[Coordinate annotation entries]
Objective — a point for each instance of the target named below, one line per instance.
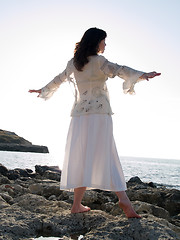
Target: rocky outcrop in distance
(9, 141)
(32, 205)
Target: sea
(163, 172)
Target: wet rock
(168, 199)
(37, 207)
(4, 180)
(42, 169)
(3, 170)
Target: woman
(91, 159)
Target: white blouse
(91, 93)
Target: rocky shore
(32, 205)
(9, 141)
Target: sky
(37, 38)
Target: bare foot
(128, 209)
(80, 209)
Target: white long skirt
(91, 159)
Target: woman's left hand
(150, 75)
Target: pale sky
(38, 38)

▸ WHAT TO DO
Can you write out the whole listing above word for word, leaving out the pictures?

▸ WRITTEN ANSWER
Objective — a point for each instance of the target named below, one line per instance.
Target: rocky outcrop in distance
(9, 141)
(32, 205)
Target: sea
(163, 172)
Target: wet rock
(168, 199)
(37, 207)
(4, 180)
(42, 169)
(3, 170)
Target: woman
(91, 159)
Target: white blouse
(91, 93)
Target: rocky shore
(32, 205)
(9, 141)
Target: sky
(37, 38)
Target: bare foot
(128, 209)
(80, 209)
Target: white long skirt
(91, 159)
Target: woman's left hand
(150, 75)
Target: pale sky
(38, 38)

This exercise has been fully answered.